- **Instructions to follow**
Will you copy the rows below character for character, starting at the very first one and ending at the line that contains "[(4, 195), (288, 167), (140, 193)]", with that line included?

- **Coordinate labeling data**
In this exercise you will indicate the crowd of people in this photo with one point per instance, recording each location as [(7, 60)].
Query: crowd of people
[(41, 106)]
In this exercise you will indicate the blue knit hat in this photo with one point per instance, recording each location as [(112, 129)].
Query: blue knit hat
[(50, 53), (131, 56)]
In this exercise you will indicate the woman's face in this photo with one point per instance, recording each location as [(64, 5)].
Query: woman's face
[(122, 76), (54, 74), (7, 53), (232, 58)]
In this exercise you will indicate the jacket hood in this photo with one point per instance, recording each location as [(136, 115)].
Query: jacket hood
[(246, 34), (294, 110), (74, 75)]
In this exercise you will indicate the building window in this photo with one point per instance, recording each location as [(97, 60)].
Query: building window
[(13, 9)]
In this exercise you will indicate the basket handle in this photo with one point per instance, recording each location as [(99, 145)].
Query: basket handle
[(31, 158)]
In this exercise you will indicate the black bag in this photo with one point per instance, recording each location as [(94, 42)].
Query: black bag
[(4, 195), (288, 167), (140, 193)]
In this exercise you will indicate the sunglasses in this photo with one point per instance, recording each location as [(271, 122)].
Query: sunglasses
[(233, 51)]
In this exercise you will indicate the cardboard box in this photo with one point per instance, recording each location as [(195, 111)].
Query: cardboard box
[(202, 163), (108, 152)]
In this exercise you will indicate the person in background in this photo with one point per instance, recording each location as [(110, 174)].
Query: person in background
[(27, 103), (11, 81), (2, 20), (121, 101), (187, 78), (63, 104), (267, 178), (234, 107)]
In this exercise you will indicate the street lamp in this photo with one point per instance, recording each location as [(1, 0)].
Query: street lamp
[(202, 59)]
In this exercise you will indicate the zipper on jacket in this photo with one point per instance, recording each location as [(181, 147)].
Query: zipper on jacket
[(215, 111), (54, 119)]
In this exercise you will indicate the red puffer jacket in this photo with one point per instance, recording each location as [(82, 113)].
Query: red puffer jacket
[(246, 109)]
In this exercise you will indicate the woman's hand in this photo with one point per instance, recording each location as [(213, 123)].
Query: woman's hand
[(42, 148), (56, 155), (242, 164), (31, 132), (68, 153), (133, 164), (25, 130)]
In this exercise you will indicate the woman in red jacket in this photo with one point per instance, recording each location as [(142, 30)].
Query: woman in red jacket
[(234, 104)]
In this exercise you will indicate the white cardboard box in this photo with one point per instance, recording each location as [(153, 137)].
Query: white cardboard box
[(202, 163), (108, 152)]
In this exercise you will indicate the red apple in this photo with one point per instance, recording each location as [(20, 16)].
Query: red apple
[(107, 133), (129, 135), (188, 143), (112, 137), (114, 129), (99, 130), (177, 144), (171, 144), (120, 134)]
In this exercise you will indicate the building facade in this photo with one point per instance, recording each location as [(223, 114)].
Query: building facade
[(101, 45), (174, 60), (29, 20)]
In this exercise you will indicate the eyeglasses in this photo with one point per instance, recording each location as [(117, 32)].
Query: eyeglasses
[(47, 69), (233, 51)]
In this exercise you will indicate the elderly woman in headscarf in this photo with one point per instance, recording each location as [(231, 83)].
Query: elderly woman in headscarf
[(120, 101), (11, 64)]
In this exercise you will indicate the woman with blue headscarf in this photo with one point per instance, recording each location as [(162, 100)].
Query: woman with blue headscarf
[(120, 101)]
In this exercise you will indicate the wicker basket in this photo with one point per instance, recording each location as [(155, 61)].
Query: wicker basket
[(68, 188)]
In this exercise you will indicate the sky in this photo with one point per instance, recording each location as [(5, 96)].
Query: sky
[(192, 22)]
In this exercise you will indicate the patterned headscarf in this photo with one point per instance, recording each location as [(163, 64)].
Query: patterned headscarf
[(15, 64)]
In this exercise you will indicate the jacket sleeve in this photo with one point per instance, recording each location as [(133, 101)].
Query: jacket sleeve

- **Worked solution**
In this exercise you will indicate the crowd of people in this photo with one point per instance, recording each location as [(7, 60)].
Query: crowd of people
[(41, 106)]
In this exercise you will indicate the blue knit hat in this photo with one point per instance, recording each location as [(112, 129)].
Query: blue knit hat
[(50, 53), (131, 56)]
In this exercise you will indicate the woman's face in this photo with one point per instance, recording each location as [(64, 5)].
Query: woman's face
[(122, 76), (54, 74), (7, 53), (232, 58)]
In this exercise you will indicate the jacket hood in this photo with one point per instance, recording each location as [(136, 115)].
Query: jacket hood
[(246, 34), (294, 110), (74, 75)]
In this exercise you will indicate the building window in this photo with one point per instance, recording each location as [(97, 60)].
Query: building window
[(13, 9)]
In this exercise you will indicate the basket handle in this photo with one point per instance, recording each location as [(99, 145)].
Query: basket handle
[(31, 158)]
In this exercise you will indicate the black bag in this photo with one point per instance, recording each location as [(94, 42)].
Query: black bag
[(4, 195), (288, 167), (140, 193)]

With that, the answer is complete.